Set down the final part of the listing, which starts at the line containing "of the cheek;" and runs to the last line, exactly and completely.
Top of Data for review
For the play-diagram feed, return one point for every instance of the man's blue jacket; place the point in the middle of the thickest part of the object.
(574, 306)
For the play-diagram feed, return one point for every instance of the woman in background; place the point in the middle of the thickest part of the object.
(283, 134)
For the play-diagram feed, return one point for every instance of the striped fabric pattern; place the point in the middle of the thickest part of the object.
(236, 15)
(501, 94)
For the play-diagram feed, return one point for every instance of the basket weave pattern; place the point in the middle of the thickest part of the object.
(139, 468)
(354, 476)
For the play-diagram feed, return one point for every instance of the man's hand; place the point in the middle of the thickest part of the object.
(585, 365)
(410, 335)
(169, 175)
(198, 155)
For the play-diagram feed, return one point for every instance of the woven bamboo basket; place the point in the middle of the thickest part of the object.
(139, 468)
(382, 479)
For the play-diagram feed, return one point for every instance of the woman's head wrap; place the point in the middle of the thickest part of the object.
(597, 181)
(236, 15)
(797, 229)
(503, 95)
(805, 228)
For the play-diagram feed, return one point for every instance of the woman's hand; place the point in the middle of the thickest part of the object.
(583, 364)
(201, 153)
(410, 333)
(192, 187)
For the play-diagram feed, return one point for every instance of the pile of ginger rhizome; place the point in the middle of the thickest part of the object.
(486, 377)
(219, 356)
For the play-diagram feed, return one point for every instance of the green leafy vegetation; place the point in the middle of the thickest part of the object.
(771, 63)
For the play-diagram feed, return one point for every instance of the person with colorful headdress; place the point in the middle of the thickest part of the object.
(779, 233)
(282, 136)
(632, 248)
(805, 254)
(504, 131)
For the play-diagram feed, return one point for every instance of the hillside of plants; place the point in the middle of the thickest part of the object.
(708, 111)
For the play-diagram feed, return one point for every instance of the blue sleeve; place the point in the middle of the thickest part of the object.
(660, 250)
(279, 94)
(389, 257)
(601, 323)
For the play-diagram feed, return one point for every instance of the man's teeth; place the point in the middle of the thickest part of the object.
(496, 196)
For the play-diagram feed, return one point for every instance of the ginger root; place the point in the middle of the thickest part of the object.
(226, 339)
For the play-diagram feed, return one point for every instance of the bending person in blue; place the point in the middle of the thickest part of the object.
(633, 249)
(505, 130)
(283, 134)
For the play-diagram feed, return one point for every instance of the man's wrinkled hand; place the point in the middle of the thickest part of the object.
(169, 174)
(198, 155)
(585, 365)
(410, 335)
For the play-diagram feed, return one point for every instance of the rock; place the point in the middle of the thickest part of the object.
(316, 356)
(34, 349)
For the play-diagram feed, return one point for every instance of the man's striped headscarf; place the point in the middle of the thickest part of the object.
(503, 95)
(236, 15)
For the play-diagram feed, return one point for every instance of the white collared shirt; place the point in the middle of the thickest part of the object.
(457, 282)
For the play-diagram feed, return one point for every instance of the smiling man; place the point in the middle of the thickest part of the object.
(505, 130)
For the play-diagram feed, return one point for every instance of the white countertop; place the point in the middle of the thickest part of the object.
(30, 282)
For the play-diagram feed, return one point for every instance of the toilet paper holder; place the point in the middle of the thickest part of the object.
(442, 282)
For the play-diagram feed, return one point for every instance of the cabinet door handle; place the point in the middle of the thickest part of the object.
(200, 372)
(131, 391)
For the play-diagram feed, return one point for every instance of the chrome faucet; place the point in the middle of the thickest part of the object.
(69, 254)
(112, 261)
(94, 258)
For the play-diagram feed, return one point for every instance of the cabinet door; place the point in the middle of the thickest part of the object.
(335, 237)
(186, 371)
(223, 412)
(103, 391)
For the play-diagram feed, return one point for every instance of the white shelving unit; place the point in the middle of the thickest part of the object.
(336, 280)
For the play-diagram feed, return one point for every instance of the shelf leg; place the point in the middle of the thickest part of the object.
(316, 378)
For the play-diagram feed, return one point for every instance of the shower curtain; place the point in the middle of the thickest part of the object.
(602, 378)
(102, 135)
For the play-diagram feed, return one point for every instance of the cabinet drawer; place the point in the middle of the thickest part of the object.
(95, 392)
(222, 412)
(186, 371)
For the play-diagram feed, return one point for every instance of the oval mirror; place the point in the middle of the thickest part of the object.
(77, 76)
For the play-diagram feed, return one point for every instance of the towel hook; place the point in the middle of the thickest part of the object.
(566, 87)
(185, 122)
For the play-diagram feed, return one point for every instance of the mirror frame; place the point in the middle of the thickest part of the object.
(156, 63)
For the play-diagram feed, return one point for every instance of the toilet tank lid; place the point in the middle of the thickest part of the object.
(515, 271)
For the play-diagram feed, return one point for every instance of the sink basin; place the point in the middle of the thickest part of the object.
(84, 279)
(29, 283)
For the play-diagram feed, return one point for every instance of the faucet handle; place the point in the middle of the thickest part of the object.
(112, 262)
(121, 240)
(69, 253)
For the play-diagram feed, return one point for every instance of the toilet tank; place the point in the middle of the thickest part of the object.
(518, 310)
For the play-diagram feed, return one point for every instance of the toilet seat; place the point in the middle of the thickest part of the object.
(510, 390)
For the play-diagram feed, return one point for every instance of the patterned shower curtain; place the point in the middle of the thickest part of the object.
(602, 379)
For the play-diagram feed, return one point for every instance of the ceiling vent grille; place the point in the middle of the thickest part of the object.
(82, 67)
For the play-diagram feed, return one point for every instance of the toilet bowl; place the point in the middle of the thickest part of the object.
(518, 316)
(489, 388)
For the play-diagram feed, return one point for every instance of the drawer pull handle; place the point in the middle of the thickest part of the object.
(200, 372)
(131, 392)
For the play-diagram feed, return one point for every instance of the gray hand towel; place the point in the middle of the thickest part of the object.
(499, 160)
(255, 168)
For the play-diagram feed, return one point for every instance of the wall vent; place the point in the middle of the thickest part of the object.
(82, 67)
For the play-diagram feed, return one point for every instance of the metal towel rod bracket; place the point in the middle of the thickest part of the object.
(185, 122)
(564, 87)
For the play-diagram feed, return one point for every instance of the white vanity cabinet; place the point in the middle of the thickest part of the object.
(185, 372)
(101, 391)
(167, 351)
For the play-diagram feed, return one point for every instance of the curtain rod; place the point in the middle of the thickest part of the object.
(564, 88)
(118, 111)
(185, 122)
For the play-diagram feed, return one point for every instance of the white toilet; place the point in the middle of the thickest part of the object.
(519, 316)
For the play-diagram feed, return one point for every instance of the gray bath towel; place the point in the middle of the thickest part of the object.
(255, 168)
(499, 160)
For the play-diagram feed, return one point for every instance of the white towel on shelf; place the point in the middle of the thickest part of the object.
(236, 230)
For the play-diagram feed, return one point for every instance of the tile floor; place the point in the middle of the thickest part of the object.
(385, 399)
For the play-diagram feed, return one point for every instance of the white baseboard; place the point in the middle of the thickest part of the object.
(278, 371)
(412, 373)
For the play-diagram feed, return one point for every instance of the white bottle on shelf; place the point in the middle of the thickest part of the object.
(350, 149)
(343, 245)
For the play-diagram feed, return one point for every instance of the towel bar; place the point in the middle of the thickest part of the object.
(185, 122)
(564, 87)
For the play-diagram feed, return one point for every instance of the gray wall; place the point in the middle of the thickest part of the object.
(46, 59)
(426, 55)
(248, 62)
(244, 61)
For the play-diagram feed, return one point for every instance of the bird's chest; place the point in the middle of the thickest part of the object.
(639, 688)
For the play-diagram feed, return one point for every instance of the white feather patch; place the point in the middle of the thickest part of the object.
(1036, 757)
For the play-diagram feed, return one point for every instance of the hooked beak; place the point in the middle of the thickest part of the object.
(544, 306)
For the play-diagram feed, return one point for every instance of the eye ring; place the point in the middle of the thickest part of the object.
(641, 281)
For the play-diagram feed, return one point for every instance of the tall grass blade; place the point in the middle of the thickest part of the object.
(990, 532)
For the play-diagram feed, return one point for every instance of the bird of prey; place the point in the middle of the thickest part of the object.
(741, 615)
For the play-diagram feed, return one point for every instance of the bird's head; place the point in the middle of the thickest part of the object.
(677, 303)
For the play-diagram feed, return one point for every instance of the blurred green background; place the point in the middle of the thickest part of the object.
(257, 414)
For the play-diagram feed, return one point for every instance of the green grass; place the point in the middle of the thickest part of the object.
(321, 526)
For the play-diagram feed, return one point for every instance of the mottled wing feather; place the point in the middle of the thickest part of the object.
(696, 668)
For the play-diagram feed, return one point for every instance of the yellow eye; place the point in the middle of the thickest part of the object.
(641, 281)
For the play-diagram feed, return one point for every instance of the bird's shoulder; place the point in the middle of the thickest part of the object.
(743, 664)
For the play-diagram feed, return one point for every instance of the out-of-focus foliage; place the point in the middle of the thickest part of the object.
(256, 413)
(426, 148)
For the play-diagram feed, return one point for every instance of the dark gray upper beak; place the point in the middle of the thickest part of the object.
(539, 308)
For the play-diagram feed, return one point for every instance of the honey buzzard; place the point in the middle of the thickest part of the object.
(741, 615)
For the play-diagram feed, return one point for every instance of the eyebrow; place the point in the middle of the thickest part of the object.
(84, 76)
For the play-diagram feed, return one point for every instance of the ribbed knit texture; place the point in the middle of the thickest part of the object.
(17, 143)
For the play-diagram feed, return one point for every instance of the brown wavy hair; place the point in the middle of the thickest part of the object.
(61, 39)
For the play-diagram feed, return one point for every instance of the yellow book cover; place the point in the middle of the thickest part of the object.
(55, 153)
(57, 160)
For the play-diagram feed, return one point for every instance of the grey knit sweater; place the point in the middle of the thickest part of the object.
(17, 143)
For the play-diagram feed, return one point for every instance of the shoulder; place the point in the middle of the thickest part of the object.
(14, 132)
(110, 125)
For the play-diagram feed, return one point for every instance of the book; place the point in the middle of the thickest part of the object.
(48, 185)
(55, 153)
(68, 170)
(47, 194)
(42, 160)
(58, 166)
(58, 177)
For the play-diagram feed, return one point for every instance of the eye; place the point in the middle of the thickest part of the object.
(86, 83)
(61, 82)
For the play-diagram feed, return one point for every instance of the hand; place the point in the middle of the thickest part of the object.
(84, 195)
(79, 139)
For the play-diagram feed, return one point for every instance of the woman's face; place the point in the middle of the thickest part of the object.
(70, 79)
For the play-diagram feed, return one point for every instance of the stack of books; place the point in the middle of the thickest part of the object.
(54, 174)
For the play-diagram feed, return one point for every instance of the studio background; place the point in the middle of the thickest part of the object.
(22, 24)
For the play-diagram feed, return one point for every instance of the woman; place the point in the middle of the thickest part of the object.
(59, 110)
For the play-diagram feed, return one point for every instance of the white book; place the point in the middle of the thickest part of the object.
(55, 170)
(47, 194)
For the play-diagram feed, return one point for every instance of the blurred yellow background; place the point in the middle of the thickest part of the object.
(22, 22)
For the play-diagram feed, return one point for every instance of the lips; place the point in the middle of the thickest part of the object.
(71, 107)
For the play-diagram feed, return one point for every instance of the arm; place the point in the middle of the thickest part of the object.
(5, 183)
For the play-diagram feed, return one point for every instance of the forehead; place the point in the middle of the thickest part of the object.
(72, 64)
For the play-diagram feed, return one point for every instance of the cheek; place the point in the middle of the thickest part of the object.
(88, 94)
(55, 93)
Bottom of Data for review
→ Task answer
For the play-diagram feed, return one point for every instance of the cheek; place the point in the middle of the thickest part of the object.
(88, 94)
(55, 93)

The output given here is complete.